## Extract to read
Symptoms of an emigration epidemic have begun to show themselves in several parts of the Island. Some under the influence of Joe Smith & Co.; land speculators; and others inspired with a possible hope of finding in a distant clime a maintenance which their utmost labour scarcely suffices to procure for their families.
The fools who form the 1st class are deserving of sincere pity, of the later class we regret the cause of their departure from their native soil, and hope that they find in the far west, their visions of independence and comfort realised.
We understand that no fewer than 190 emigrants chiefly from Jurby and Ballaugh are about leaving this Island for the United States. A vessel from Liverpool has been chartered for the express purpose of taking them out and was expected at Ramsey either today or tomorrow. (Herald 6th Inst)
EMIGRATION, - Several families left Ramsey last week by the Mona's Isle, for Liverpool, with the intention of emigrating for America. We understand that several families in the northern parishes intend leaving their native home for America and Australia this Spring
NOVEL EXPORT TRADE. - A novel species of trade, or more correctly, the initiatory step towards creating one, was attempted the other day from this Island to the United States. We have transmitted to America at different times a vast number on' small farmers, and industrious agricultural labourers. Now, it appears, we are employed in the shipment of the seeds and implements necessary to the pursuit of their useful avocations. Mr. Quirk of Rheaby has transmitted from Castletown to New York, in pursuance of an order to that effect, a considerable quantity of different varieties of field and garden seeds in addition to an assortment of farming implements for the use of Manx cultivators of the American soil. Had it not been cheaper to import Manx manufactured goods in preference to articles of native American workmanship, we presume the order would not have been forwarded. As the impulse has once been given to this infant attempt at a foreign trade, we hope the effort will not slacken for want of additional orders. As a sure preventative to that unwelcome finale, we say, let all the articles be of the best materials and most faithful workmanship.

## Stored data entries

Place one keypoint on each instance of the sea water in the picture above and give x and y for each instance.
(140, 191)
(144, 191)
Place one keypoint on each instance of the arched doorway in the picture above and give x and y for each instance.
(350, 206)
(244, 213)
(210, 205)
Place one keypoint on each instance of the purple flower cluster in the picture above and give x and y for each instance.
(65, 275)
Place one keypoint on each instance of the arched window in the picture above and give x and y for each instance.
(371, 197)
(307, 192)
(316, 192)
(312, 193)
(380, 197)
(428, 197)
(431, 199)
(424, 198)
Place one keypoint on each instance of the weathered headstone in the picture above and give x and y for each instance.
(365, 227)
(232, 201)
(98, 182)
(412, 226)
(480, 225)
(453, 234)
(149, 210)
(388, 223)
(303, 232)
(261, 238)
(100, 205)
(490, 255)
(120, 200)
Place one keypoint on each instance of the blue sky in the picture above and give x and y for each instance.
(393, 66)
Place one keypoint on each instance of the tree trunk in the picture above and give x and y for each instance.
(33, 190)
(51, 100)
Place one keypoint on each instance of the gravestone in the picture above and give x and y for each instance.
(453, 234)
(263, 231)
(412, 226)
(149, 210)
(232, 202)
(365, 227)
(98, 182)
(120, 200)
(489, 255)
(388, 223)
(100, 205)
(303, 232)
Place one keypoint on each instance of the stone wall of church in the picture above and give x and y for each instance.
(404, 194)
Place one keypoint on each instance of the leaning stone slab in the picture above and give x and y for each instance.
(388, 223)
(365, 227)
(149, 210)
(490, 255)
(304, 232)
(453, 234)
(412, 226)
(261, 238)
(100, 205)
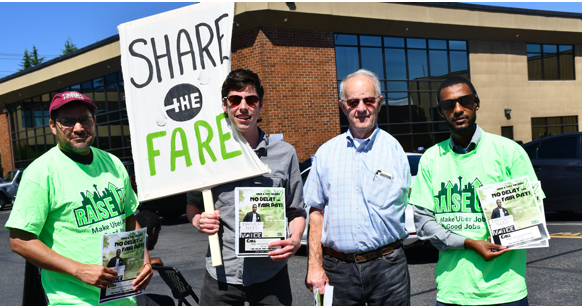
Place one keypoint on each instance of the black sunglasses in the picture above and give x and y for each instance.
(69, 123)
(465, 101)
(236, 100)
(369, 101)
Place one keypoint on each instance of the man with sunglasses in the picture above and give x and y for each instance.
(471, 270)
(68, 198)
(257, 280)
(357, 190)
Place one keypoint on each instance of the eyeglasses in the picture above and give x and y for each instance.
(369, 101)
(236, 100)
(69, 123)
(465, 101)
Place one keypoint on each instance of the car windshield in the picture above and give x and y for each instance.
(413, 161)
(9, 177)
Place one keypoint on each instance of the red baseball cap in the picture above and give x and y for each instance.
(63, 98)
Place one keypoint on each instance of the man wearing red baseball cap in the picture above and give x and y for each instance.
(68, 198)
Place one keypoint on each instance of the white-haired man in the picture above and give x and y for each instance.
(357, 190)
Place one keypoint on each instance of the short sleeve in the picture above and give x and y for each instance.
(31, 208)
(421, 192)
(313, 189)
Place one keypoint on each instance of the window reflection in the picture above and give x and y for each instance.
(550, 62)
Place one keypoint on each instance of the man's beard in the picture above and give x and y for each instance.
(463, 131)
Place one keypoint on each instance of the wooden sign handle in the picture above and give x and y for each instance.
(212, 239)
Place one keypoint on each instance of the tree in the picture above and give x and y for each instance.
(69, 46)
(35, 59)
(26, 60)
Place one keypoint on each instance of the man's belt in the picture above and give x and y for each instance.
(364, 256)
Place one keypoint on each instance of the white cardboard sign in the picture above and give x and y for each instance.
(174, 65)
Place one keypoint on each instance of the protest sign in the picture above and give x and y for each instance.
(260, 220)
(174, 65)
(512, 213)
(125, 253)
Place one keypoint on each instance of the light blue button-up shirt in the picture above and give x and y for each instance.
(363, 190)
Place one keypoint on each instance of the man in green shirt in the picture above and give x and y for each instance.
(67, 199)
(471, 270)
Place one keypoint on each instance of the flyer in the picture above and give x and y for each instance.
(513, 214)
(323, 299)
(125, 253)
(260, 220)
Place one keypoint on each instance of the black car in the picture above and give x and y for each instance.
(557, 161)
(170, 207)
(9, 187)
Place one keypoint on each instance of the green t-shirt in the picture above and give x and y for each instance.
(69, 206)
(446, 184)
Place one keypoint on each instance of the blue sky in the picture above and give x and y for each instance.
(48, 25)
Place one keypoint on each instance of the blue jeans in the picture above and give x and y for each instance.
(522, 302)
(381, 281)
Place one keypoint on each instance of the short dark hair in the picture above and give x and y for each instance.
(241, 78)
(148, 219)
(55, 112)
(454, 80)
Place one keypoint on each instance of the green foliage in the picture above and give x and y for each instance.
(30, 59)
(35, 59)
(69, 47)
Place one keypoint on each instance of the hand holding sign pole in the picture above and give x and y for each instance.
(174, 65)
(213, 241)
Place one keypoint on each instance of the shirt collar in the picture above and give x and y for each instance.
(367, 144)
(472, 145)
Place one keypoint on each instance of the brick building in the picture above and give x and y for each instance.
(525, 65)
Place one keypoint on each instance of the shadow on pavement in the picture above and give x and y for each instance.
(421, 254)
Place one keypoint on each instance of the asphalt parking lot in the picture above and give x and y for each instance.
(554, 274)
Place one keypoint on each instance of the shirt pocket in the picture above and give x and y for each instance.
(377, 191)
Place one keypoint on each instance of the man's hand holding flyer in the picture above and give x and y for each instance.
(514, 213)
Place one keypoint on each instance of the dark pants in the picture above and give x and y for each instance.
(381, 281)
(154, 300)
(522, 302)
(275, 291)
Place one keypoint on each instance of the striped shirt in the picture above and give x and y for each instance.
(363, 191)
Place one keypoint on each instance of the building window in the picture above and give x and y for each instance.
(410, 71)
(507, 131)
(550, 62)
(32, 136)
(548, 126)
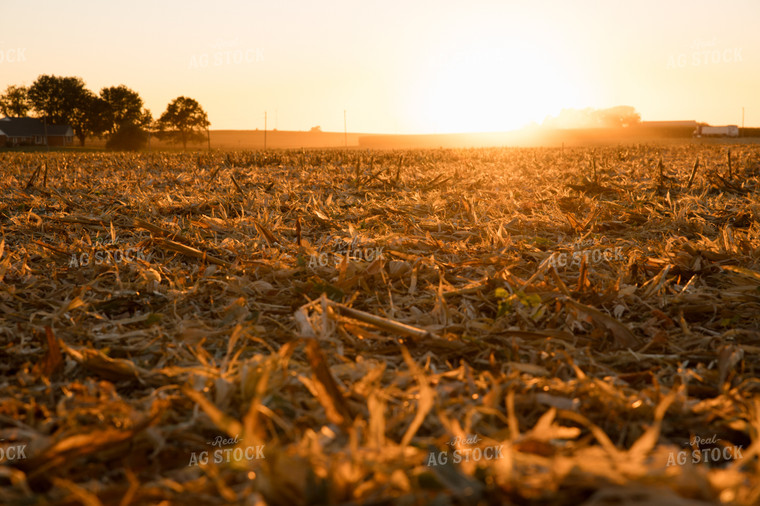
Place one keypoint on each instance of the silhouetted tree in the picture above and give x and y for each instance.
(183, 121)
(15, 103)
(65, 100)
(129, 136)
(125, 107)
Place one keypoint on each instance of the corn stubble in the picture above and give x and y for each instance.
(581, 378)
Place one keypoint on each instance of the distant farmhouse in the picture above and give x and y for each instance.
(33, 132)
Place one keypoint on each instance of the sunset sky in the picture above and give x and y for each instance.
(399, 66)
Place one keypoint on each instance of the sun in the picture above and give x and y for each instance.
(491, 90)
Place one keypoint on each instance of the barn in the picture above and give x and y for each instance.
(33, 132)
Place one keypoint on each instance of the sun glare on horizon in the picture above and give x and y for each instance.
(400, 67)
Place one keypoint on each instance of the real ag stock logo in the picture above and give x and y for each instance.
(226, 52)
(705, 450)
(465, 449)
(705, 52)
(226, 455)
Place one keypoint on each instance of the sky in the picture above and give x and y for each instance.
(399, 66)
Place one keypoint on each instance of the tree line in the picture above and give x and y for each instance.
(117, 113)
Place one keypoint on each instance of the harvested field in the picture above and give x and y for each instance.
(491, 326)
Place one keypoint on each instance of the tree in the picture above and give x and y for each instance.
(183, 121)
(15, 103)
(125, 107)
(129, 136)
(65, 100)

## Assignment A
According to the emigration notices, how many emigrants are about to leave the Island for the United States, and where are most of them from?
## Assignment B
Please quote the emigration notices, starting with "We understand that no" and going on through "(Herald 6th Inst)".
## Assignment C
List the kinds of goods that the emigration notices say Mr. Quirk of Rheaby sent from Castletown to New York.

## Task solution A
No fewer than 190, chiefly from Jurby and Ballaugh.

## Task solution B
We understand that no fewer than 190 emigrants chiefly from Jurby and Ballaugh are about leaving this Island for the United States. A vessel from Liverpool has been chartered for the express purpose of taking them out and was expected at Ramsey either today or tomorrow. (Herald 6th Inst)

## Task solution C
- Field seeds of different varieties
- Garden seeds of different varieties
- An assortment of farming implements